## SET TASK
Transcribe the lines below without changing anything.

==== PROVIDED RECORDS ====

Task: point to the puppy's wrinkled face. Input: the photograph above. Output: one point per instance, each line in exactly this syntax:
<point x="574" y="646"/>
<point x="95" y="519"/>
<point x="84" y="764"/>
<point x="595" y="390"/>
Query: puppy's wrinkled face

====

## TASK SOLUTION
Task: point to the puppy's wrinkled face. Input: the photograph above. Output: one point per instance, each line in exactly this syntax:
<point x="574" y="646"/>
<point x="95" y="519"/>
<point x="84" y="764"/>
<point x="595" y="390"/>
Query: puppy's wrinkled face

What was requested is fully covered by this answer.